§ RECORDS FOR THIS TASK:

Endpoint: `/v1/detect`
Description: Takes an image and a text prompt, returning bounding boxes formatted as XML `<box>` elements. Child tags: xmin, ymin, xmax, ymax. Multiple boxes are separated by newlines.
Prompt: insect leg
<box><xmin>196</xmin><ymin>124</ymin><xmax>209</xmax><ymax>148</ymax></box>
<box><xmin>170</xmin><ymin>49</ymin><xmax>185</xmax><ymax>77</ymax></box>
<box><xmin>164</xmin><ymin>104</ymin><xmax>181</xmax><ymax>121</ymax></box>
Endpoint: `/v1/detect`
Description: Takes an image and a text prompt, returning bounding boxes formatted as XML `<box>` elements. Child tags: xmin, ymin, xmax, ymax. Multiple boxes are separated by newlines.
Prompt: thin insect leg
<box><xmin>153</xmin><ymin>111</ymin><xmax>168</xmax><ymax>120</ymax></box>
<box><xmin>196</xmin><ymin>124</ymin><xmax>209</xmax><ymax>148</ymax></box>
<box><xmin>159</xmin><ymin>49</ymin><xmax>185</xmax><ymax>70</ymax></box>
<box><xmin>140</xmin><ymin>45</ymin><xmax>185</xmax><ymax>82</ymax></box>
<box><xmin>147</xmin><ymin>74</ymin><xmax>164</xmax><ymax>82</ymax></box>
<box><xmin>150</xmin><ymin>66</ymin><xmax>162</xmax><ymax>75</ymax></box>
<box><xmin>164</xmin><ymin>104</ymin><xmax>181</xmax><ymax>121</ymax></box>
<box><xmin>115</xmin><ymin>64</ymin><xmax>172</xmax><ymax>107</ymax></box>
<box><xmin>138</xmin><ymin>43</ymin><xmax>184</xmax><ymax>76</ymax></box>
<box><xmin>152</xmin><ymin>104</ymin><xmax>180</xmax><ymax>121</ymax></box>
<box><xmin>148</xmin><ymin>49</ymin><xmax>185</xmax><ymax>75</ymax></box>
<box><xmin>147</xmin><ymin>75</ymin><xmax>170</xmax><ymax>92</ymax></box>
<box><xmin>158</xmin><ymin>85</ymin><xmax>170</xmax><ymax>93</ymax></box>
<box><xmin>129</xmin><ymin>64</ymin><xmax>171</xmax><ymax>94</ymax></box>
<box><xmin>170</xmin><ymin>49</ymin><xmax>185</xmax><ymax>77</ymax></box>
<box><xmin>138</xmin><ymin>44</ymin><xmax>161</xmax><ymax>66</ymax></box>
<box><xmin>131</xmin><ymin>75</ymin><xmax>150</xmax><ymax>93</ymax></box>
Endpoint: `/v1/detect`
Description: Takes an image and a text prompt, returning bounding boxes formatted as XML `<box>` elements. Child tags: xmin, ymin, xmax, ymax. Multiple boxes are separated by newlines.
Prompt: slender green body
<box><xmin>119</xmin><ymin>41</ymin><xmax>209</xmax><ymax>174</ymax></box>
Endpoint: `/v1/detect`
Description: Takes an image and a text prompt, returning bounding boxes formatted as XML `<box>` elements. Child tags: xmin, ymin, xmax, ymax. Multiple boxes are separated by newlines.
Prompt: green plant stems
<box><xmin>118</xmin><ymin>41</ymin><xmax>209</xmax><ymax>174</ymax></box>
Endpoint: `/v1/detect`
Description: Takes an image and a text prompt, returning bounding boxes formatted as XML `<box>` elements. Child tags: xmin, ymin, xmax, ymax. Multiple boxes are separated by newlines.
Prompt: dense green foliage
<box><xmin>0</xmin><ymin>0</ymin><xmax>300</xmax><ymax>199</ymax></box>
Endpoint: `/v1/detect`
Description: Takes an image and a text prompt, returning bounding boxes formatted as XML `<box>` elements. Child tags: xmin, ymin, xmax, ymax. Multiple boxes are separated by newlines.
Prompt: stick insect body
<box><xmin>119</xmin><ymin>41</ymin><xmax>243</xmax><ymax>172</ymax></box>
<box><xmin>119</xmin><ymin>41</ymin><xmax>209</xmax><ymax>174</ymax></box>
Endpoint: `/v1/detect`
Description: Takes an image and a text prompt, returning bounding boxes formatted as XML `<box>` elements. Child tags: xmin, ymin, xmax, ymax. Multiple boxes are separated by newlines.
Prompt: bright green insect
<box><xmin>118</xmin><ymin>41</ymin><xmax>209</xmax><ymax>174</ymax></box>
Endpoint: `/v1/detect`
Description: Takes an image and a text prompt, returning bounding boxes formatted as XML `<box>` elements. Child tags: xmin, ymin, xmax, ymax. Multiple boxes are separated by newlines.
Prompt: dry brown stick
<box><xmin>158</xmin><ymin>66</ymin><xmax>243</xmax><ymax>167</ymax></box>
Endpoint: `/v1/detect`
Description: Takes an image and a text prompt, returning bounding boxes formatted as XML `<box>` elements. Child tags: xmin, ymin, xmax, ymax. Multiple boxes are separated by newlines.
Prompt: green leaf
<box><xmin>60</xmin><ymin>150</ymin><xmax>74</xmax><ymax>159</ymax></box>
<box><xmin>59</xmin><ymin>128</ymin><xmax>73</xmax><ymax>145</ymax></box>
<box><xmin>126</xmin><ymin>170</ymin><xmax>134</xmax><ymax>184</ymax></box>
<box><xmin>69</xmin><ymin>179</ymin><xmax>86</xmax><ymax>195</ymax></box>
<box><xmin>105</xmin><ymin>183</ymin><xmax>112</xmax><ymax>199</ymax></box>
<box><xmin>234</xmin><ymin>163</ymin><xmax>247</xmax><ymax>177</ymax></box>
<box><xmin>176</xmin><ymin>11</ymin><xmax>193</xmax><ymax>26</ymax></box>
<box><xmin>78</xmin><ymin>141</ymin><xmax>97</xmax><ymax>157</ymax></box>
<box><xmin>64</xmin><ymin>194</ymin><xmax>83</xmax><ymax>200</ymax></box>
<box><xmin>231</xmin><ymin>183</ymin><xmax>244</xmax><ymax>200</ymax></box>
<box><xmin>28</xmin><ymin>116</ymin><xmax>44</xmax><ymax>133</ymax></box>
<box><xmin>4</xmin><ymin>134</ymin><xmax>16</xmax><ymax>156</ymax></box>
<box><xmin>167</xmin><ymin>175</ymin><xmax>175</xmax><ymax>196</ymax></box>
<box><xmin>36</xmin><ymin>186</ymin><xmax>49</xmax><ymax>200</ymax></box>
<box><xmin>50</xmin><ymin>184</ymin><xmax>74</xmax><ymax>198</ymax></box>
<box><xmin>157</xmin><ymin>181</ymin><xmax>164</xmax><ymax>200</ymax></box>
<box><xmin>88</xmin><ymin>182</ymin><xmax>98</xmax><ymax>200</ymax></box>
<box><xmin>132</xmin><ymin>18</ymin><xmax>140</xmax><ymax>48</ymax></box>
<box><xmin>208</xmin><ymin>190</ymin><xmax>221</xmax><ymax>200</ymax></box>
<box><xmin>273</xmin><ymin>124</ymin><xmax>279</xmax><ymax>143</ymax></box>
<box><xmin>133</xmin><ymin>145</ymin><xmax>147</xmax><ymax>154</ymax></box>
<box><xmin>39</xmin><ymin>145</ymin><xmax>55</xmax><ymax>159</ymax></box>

§ WORK REQUIRED: Reproduce the material exactly. Every line must match.

§ EXERCISE SOLUTION:
Endpoint: `/v1/detect`
Description: Takes an image and a text prompt, returning bounding boxes formatted as XML `<box>` elements. Child tags: xmin, ymin, xmax, ymax. Multiple boxes are separated by newlines.
Prompt: insect leg
<box><xmin>196</xmin><ymin>124</ymin><xmax>209</xmax><ymax>148</ymax></box>
<box><xmin>170</xmin><ymin>49</ymin><xmax>185</xmax><ymax>77</ymax></box>
<box><xmin>164</xmin><ymin>104</ymin><xmax>181</xmax><ymax>121</ymax></box>
Endpoint: `/v1/detect`
Description: Takes an image and a text prompt, returning bounding boxes formatted as XML `<box>` elements. Child tags: xmin, ymin, xmax, ymax. Multiple boxes are separated by newlines.
Prompt: thin insect leg
<box><xmin>153</xmin><ymin>111</ymin><xmax>168</xmax><ymax>120</ymax></box>
<box><xmin>196</xmin><ymin>124</ymin><xmax>209</xmax><ymax>148</ymax></box>
<box><xmin>159</xmin><ymin>49</ymin><xmax>185</xmax><ymax>70</ymax></box>
<box><xmin>140</xmin><ymin>45</ymin><xmax>185</xmax><ymax>82</ymax></box>
<box><xmin>147</xmin><ymin>74</ymin><xmax>164</xmax><ymax>82</ymax></box>
<box><xmin>150</xmin><ymin>66</ymin><xmax>162</xmax><ymax>75</ymax></box>
<box><xmin>164</xmin><ymin>104</ymin><xmax>181</xmax><ymax>121</ymax></box>
<box><xmin>115</xmin><ymin>64</ymin><xmax>172</xmax><ymax>107</ymax></box>
<box><xmin>138</xmin><ymin>43</ymin><xmax>184</xmax><ymax>76</ymax></box>
<box><xmin>152</xmin><ymin>104</ymin><xmax>180</xmax><ymax>121</ymax></box>
<box><xmin>148</xmin><ymin>49</ymin><xmax>185</xmax><ymax>75</ymax></box>
<box><xmin>147</xmin><ymin>75</ymin><xmax>170</xmax><ymax>92</ymax></box>
<box><xmin>158</xmin><ymin>85</ymin><xmax>170</xmax><ymax>93</ymax></box>
<box><xmin>129</xmin><ymin>64</ymin><xmax>171</xmax><ymax>94</ymax></box>
<box><xmin>170</xmin><ymin>49</ymin><xmax>185</xmax><ymax>77</ymax></box>
<box><xmin>138</xmin><ymin>44</ymin><xmax>161</xmax><ymax>66</ymax></box>
<box><xmin>131</xmin><ymin>75</ymin><xmax>150</xmax><ymax>93</ymax></box>
Endpoint: `/v1/detect`
Description: Takes an image and a text prompt, returning bounding boxes formatted as XML `<box>` elements. Child tags: xmin, ymin, xmax, ymax. Multiple boxes are separated by newlines.
Prompt: slender green body
<box><xmin>119</xmin><ymin>41</ymin><xmax>209</xmax><ymax>174</ymax></box>
Endpoint: `/v1/detect`
Description: Takes an image and a text prompt, returning bounding boxes formatted as XML `<box>` elements. Child tags: xmin, ymin, xmax, ymax. Multiple boxes are separated by newlines.
Prompt: green plant stems
<box><xmin>118</xmin><ymin>41</ymin><xmax>209</xmax><ymax>174</ymax></box>
Endpoint: `/v1/detect`
Description: Takes an image and a text prompt, returning bounding boxes formatted as XML `<box>` elements. Child tags: xmin, ymin, xmax, ymax. Multiple boxes are separated by newlines.
Prompt: dense green foliage
<box><xmin>0</xmin><ymin>0</ymin><xmax>300</xmax><ymax>199</ymax></box>
Endpoint: `/v1/detect`
Description: Takes an image and a text prompt, returning bounding boxes formatted as XML `<box>` elements. Child tags: xmin, ymin, xmax, ymax. Multiple boxes are separated by newlines.
Prompt: stick insect body
<box><xmin>119</xmin><ymin>41</ymin><xmax>243</xmax><ymax>172</ymax></box>
<box><xmin>119</xmin><ymin>41</ymin><xmax>209</xmax><ymax>174</ymax></box>
Endpoint: `/v1/detect`
Description: Takes an image and a text prompt, returning bounding boxes formatted as XML `<box>` elements. Child tags: xmin, ymin, xmax, ymax. Multiple boxes are separated by newlines.
Prompt: bright green insect
<box><xmin>118</xmin><ymin>41</ymin><xmax>209</xmax><ymax>174</ymax></box>
Endpoint: `/v1/detect`
Description: Takes an image and a text prompt, returning bounding boxes formatted as XML `<box>` elements. Child tags: xmin, ymin, xmax, ymax. Multiple boxes are separated by newlines.
Prompt: dry brown stick
<box><xmin>158</xmin><ymin>66</ymin><xmax>243</xmax><ymax>167</ymax></box>
Endpoint: `/v1/detect`
Description: Takes an image and a text prompt, returning bounding boxes formatted as XML `<box>` elements. Child tags: xmin, ymin, xmax, ymax. Multiple boxes are separated by newlines.
Prompt: green leaf
<box><xmin>60</xmin><ymin>150</ymin><xmax>74</xmax><ymax>159</ymax></box>
<box><xmin>59</xmin><ymin>128</ymin><xmax>73</xmax><ymax>145</ymax></box>
<box><xmin>126</xmin><ymin>170</ymin><xmax>134</xmax><ymax>184</ymax></box>
<box><xmin>69</xmin><ymin>179</ymin><xmax>86</xmax><ymax>195</ymax></box>
<box><xmin>105</xmin><ymin>183</ymin><xmax>112</xmax><ymax>199</ymax></box>
<box><xmin>234</xmin><ymin>163</ymin><xmax>247</xmax><ymax>177</ymax></box>
<box><xmin>176</xmin><ymin>11</ymin><xmax>193</xmax><ymax>26</ymax></box>
<box><xmin>78</xmin><ymin>141</ymin><xmax>97</xmax><ymax>157</ymax></box>
<box><xmin>64</xmin><ymin>194</ymin><xmax>83</xmax><ymax>200</ymax></box>
<box><xmin>231</xmin><ymin>183</ymin><xmax>244</xmax><ymax>200</ymax></box>
<box><xmin>28</xmin><ymin>116</ymin><xmax>44</xmax><ymax>133</ymax></box>
<box><xmin>4</xmin><ymin>134</ymin><xmax>16</xmax><ymax>156</ymax></box>
<box><xmin>167</xmin><ymin>175</ymin><xmax>175</xmax><ymax>196</ymax></box>
<box><xmin>36</xmin><ymin>186</ymin><xmax>49</xmax><ymax>200</ymax></box>
<box><xmin>50</xmin><ymin>184</ymin><xmax>74</xmax><ymax>198</ymax></box>
<box><xmin>157</xmin><ymin>181</ymin><xmax>164</xmax><ymax>200</ymax></box>
<box><xmin>88</xmin><ymin>182</ymin><xmax>98</xmax><ymax>200</ymax></box>
<box><xmin>132</xmin><ymin>18</ymin><xmax>140</xmax><ymax>48</ymax></box>
<box><xmin>208</xmin><ymin>190</ymin><xmax>221</xmax><ymax>200</ymax></box>
<box><xmin>273</xmin><ymin>124</ymin><xmax>279</xmax><ymax>143</ymax></box>
<box><xmin>133</xmin><ymin>145</ymin><xmax>147</xmax><ymax>154</ymax></box>
<box><xmin>39</xmin><ymin>145</ymin><xmax>55</xmax><ymax>159</ymax></box>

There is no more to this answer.